- SELECTED TEXT:
++++++++++

Organizational Structure

Founders and statutory bodies
FOUNDERS

Šimon Pánek

Jaromír Štětina

Czech Television

Chief Executive Officer (CEO): the statutory body of the organisation

Šimon Pánek

Board of Trustees

Jan Pergler

Petr Jančárek

Jana Straková

Daniel Münich

Petr Kostohryz

Supervisory Board

Václav Mazánek

Ondřej Matyáš

Ondřej Blažek

STATUTE OF THE PUBLICLY BENEFICIAL ORGANISATION
ARTICLE I

Introductory Provisions

1. On November 12, 1998, the Founders:

1. Česká televize,

identification no.: 00027383, with the registered office at Kavčí Hory, 140 70 Prague 4,

represented by

Ms Kristina Taberyová, birth no.: xxxxxx/xxx, residing at xxxxxxxxxx

2. Mr. Jaromír Štětina, Ing.,

residing at xxxxxxxxxx

birth no.: xxxxxx/xxx

and

3. Mr. Šimon Pánek,

residing at xxxxxxxxxx

birth no: xxxxxx/xxxx

(hereinafter the “ Founders”)

concluded the Founding Agreement in accordance with Section 4 of Act No. 248/1995 Coll, as amended.

2. The Founders established a benevolent society in accordance with the aforementioned Founding Agreement. The name is: Člověk v tísni, o.p.s. - společnost při České televizi, o.p.s. (hereinafter the “Organisation”) with the registered office at Kavčí Hory, 140 70. The registered office was changed by the decision of the Municipal Court in Prague, Ref. No. F 44122/2003, F 50712/2003, F 60171/2003 as of 17th June 2003 which became effective as of 23rd July 2003. From 23rd July 2003 the registered office is at Prague 2, Sokolovská 1869/18, Postal Code 120 00. The Board of Trustees decided on the change of the registered office as of 30th September 2009, effective as of 1st January 2010. From 1st January 2010 the registered office is at Prague 2, Šafaříkova 635/24, Postal Code 120 00. The name of the Organisation was changed by the decision of the Municipal Court in Prague, Ref. No. 14Cm 538/2006 – 159 as of 27th August 2007 which became effective as of 11th September 2007. From 11th September 2007 the name of the Organisation is Člověk v tísni, o.p.s. In the English language the Organisation uses the English name People in Need; in the Slovak language Člověk v tiesni; in the Ukrainian language it uses the Ukrainian name ЛЮДИНА В БIДI and in the Russian language it uses the Russian name Человек в беде. Thus, whenever the Organisation conducts activities under one of the foreign names (see above), the name always pertains to one and the same entity and the obligations arising from these legal relationships are binding for the Organisation.

3. This Organisation was established by the Founders as the legal successor of the foundation Nadace při České televizi Člověk v tísni, identification no. 61381411, in accordance with Section 35 (3) of Act No. 227/1997 Coll., on foundations and foundation funds, about transformation of the foundation to a benevolent society.

4. The Organisation is established for an indefinite period of time.

5. The Organisation conducts the activities at home and abroad within the below mentioned scope.

The Organisation is a non-profit organisation and has neither political nor religious aims.

++++++++++

- WORK TASK 1:
Answer these questions from the statute excerpt:
(a) On what date did the Founders conclude the Founding Agreement?
(b) What English name does the Organisation use?
(c) Which foundation is the Organisation the legal successor of?
- WORK TASK 2:
Output as a JSON list of strings the records from their beginning through the line containing "positive clicks: (325, 485)", both ends included, with one string per line and no blank lines. Leave the pictures out.
The statute excerpt and the records that follow have no connection to each other.

Recorded data:

++++++++++

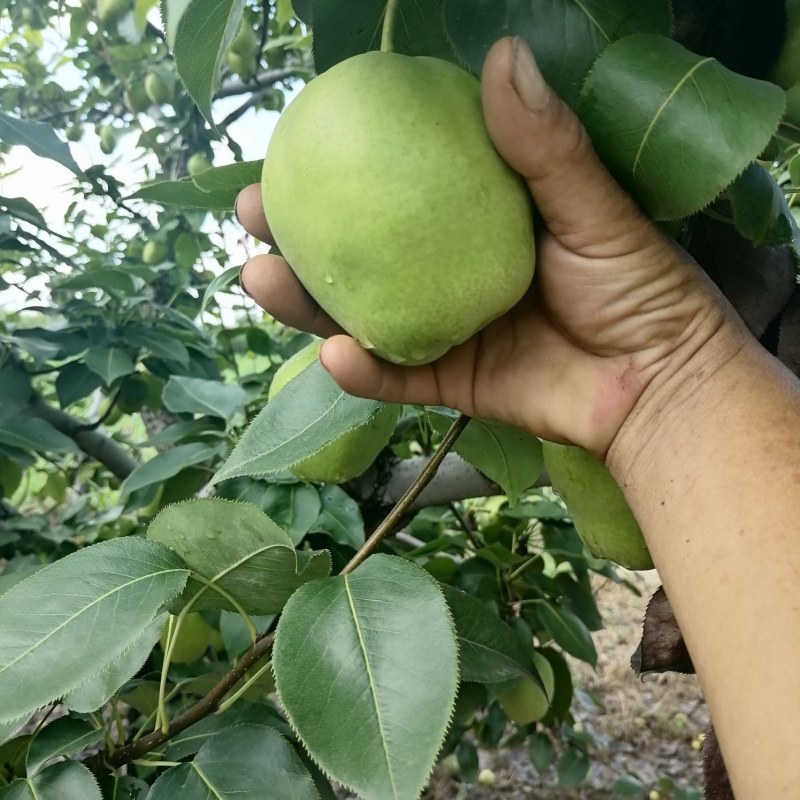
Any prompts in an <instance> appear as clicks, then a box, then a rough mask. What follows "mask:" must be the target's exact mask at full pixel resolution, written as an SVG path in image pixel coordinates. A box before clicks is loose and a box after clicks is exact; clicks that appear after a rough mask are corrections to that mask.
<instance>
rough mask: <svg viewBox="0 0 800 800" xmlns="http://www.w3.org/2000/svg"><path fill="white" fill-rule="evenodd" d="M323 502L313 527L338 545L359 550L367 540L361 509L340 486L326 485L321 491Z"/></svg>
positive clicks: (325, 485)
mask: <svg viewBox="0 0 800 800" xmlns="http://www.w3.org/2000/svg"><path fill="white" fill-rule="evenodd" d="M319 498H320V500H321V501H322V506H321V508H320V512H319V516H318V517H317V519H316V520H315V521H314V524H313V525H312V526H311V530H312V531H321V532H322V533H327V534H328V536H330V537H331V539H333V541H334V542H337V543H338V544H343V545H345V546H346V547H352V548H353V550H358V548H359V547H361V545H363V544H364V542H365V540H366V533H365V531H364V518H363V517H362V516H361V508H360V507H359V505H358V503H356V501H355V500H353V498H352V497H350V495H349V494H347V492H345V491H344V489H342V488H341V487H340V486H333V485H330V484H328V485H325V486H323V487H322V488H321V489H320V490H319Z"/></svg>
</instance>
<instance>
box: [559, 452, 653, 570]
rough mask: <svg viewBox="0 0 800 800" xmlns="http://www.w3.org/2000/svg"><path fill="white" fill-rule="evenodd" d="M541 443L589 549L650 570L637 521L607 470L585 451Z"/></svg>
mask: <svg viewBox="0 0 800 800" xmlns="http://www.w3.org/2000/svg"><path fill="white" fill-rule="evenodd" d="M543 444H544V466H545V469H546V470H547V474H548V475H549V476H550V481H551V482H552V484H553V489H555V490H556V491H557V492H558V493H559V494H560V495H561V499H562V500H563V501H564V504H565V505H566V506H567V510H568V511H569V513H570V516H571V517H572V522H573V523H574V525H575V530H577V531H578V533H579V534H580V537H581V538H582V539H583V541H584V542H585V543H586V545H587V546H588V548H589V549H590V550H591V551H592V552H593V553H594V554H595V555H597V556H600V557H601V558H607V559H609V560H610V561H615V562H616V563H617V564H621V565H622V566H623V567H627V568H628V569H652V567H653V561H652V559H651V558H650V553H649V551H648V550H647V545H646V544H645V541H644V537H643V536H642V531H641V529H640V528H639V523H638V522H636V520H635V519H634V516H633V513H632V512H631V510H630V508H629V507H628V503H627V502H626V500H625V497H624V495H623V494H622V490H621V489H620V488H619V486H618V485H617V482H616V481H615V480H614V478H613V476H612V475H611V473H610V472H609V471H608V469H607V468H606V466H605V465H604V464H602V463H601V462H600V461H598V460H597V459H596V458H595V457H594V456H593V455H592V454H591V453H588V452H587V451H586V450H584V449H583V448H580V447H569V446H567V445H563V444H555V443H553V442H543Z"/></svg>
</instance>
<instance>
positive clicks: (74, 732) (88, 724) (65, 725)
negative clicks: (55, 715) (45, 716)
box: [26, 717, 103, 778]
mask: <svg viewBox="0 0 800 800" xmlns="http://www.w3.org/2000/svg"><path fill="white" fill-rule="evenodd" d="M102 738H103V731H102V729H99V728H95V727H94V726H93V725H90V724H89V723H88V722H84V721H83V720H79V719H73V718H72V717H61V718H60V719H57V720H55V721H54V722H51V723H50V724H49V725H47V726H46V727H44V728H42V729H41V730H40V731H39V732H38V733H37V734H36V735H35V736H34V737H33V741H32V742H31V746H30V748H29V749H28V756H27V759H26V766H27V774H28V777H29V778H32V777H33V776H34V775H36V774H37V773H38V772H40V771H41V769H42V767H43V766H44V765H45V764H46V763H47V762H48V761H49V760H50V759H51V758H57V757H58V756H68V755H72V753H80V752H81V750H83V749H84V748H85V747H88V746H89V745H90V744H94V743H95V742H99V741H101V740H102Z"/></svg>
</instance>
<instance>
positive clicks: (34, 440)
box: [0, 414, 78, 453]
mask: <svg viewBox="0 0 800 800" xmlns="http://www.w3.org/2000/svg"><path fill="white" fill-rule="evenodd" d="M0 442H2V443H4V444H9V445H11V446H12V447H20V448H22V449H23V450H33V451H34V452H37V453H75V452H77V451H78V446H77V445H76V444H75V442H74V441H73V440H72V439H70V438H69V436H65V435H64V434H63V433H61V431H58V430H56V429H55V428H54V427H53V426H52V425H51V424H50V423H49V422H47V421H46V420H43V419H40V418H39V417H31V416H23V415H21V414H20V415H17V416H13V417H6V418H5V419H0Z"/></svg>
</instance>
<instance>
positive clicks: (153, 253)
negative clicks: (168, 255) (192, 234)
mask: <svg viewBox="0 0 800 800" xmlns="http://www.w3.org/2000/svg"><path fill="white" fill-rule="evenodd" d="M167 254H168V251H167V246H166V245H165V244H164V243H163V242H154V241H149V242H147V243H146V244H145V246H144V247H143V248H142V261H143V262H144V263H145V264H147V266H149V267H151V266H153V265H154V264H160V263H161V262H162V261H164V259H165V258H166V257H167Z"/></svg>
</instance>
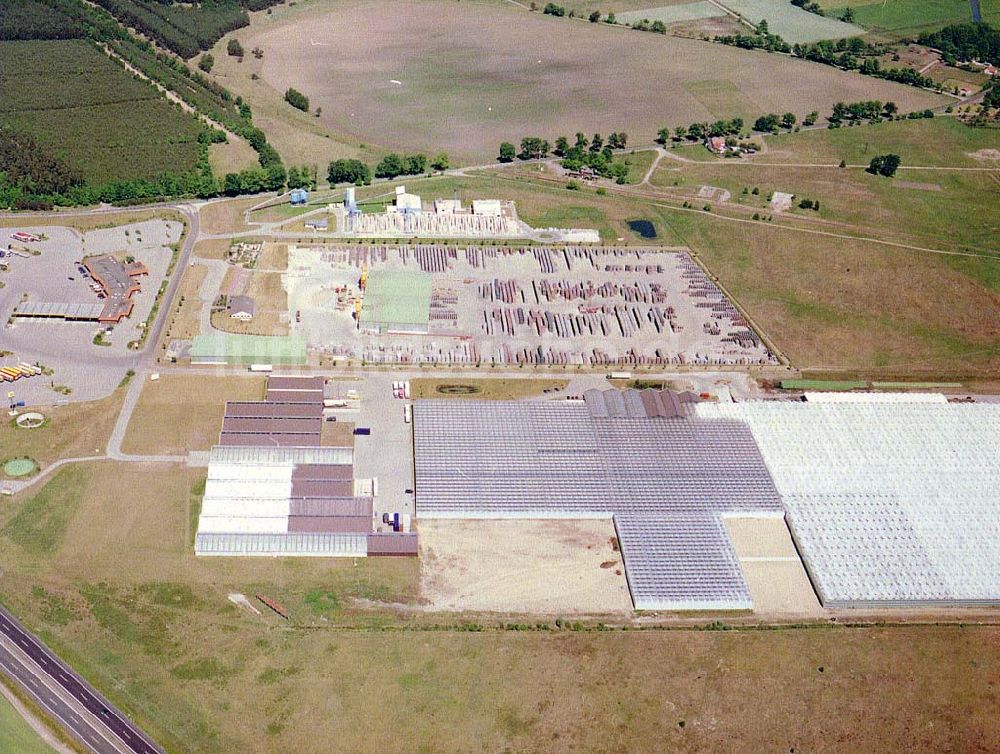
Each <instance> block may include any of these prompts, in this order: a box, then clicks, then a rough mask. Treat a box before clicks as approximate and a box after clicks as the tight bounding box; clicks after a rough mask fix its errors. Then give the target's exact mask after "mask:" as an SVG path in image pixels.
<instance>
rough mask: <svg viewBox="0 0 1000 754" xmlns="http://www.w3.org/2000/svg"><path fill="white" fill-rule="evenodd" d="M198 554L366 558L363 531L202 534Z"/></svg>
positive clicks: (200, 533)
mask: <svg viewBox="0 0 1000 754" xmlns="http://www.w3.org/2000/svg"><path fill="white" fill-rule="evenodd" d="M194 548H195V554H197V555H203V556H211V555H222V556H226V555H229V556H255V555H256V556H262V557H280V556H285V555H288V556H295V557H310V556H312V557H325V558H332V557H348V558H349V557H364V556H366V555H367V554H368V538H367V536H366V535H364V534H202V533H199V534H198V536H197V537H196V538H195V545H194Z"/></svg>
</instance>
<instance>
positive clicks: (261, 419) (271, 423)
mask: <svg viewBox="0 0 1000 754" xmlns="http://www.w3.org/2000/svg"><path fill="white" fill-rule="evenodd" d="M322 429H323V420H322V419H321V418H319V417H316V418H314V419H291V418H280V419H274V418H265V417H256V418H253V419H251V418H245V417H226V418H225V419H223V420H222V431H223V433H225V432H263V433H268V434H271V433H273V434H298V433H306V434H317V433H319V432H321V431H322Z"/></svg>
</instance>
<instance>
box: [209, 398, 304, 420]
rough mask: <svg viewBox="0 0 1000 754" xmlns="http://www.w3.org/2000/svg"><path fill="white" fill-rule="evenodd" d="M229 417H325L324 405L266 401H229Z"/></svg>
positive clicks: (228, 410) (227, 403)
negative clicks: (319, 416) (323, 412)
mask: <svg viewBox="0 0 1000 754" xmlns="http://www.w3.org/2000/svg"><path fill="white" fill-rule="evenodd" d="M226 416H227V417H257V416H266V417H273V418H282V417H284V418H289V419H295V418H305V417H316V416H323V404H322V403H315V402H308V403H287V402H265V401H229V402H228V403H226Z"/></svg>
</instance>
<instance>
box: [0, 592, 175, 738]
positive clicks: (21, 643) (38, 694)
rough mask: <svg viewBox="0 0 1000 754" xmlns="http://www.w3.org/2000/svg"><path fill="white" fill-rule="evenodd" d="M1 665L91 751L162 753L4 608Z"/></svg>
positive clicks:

++++++++++

- ANSWER BOX 1:
(a) November 12, 1998.
(b) People in Need.
(c) Nadace při České televizi Člověk v tísni, identification no. 61381411.

- ANSWER BOX 2:
[
  "Any prompts in an <instance> appear as clicks, then a box, then a rough mask. What follows \"mask:\" must be the target's exact mask at full pixel resolution, written as an SVG path in image pixel coordinates. A box before clicks is loose and a box after clicks is exact; clicks that appear after a rough mask are corrections to that mask.",
  "<instance>",
  "rough mask: <svg viewBox=\"0 0 800 800\" xmlns=\"http://www.w3.org/2000/svg\"><path fill=\"white\" fill-rule=\"evenodd\" d=\"M323 502L313 527L338 545L359 550L367 540L361 509L340 486L326 485L321 491Z\"/></svg>",
  "positive clicks: (325, 485)"
]